# INSTRUCTIONS FOR THE TASK
The lines needed are those below that contain the word "canal"; copy each one.

___ RECORDS FOR PROCESSING ___

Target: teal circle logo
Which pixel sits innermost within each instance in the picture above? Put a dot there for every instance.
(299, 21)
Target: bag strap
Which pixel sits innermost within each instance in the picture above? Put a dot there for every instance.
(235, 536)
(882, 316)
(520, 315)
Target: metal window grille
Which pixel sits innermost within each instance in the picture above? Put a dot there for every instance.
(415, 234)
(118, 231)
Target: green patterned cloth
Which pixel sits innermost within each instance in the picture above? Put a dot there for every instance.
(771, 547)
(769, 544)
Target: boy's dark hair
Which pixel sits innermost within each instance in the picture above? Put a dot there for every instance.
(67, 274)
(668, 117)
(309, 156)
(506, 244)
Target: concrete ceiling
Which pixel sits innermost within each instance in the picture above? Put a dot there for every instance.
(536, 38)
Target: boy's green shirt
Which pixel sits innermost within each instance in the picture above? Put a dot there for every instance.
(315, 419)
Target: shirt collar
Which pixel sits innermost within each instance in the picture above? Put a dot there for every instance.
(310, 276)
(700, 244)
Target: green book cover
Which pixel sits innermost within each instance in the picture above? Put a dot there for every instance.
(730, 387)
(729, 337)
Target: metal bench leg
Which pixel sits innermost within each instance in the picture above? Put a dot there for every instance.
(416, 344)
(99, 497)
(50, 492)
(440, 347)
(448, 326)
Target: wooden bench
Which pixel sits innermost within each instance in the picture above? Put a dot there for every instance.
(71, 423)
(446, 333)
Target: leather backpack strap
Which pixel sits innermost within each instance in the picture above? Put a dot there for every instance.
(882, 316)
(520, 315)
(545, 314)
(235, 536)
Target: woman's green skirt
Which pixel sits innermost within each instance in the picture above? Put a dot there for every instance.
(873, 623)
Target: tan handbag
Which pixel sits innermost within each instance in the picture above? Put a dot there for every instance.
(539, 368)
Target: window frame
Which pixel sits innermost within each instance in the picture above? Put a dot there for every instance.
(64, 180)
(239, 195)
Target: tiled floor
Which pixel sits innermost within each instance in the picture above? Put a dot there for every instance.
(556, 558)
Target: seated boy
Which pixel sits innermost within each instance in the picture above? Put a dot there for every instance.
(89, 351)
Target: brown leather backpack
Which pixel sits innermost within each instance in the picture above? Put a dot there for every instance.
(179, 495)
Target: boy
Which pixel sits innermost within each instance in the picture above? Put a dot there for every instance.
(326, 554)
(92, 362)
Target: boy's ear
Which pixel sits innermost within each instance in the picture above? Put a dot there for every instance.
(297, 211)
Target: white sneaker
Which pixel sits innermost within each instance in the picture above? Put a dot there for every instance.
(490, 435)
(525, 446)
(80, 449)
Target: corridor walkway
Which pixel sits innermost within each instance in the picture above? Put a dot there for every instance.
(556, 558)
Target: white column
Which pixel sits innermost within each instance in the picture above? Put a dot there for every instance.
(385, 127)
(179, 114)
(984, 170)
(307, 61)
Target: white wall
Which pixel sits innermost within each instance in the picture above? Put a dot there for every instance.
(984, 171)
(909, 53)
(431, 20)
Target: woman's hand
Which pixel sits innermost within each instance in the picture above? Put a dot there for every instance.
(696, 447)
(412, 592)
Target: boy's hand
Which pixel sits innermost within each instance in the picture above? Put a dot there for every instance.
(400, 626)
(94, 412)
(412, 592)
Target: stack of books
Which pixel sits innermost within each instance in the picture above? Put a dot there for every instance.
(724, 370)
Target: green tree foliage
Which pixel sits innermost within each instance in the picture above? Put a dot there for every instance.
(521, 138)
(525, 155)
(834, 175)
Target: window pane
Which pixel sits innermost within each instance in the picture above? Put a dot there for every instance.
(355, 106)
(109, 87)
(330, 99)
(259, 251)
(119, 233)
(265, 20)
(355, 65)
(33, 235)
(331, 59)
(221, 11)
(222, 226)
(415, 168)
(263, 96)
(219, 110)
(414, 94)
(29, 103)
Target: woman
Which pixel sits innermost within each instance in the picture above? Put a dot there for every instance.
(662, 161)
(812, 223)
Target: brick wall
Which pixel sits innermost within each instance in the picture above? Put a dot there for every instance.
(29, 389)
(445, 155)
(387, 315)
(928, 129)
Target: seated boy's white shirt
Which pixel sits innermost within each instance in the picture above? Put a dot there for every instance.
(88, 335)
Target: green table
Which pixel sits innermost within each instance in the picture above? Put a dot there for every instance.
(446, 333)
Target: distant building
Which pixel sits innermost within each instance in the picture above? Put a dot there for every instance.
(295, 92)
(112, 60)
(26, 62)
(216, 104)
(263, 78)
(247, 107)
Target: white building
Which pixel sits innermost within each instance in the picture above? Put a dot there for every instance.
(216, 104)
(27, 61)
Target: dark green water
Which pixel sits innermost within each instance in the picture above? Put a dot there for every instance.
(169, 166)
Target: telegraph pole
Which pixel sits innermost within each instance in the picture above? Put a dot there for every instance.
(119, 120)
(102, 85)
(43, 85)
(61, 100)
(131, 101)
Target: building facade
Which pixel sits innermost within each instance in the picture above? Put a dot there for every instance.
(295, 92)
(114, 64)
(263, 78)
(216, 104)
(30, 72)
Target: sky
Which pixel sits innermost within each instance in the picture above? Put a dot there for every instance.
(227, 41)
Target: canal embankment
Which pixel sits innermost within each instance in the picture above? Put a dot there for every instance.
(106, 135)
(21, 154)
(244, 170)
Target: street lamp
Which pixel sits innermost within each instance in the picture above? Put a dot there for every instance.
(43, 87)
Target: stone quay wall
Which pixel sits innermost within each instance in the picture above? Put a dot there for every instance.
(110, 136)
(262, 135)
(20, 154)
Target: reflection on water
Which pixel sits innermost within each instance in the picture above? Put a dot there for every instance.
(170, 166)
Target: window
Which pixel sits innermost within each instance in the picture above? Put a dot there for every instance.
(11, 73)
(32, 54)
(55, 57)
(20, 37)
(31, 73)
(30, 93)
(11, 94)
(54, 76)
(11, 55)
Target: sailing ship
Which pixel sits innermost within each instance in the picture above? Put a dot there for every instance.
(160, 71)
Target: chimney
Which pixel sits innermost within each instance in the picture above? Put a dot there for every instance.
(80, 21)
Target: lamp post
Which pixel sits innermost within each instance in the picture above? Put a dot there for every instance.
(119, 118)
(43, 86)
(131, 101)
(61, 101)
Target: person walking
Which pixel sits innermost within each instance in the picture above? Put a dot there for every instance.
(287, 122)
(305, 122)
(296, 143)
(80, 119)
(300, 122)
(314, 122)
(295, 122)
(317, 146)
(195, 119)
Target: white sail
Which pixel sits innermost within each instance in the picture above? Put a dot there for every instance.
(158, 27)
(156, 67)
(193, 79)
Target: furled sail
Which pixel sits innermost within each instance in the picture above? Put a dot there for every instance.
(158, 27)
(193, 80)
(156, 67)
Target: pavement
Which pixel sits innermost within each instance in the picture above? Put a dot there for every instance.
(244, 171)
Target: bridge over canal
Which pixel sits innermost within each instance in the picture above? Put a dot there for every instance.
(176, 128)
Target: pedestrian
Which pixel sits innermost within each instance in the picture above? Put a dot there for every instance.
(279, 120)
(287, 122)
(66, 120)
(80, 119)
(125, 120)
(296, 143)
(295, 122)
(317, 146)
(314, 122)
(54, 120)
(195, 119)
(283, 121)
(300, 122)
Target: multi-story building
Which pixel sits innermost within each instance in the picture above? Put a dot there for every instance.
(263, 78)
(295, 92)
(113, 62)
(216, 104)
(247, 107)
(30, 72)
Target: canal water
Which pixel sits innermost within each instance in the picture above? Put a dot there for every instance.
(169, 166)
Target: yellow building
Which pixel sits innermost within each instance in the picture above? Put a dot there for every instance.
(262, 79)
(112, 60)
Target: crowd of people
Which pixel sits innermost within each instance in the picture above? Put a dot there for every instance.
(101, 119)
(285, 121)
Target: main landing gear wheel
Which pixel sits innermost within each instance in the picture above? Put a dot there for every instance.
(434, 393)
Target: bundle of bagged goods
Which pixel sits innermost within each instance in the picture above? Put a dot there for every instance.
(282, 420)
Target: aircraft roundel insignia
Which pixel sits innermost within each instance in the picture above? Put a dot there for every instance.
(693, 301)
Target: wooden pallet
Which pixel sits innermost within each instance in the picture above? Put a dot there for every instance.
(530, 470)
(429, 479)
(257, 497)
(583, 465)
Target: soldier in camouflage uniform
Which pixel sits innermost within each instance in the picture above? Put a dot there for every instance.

___

# COMPLETED TASK
Target: canal embankment
Target: bridge over canal
Target: canal water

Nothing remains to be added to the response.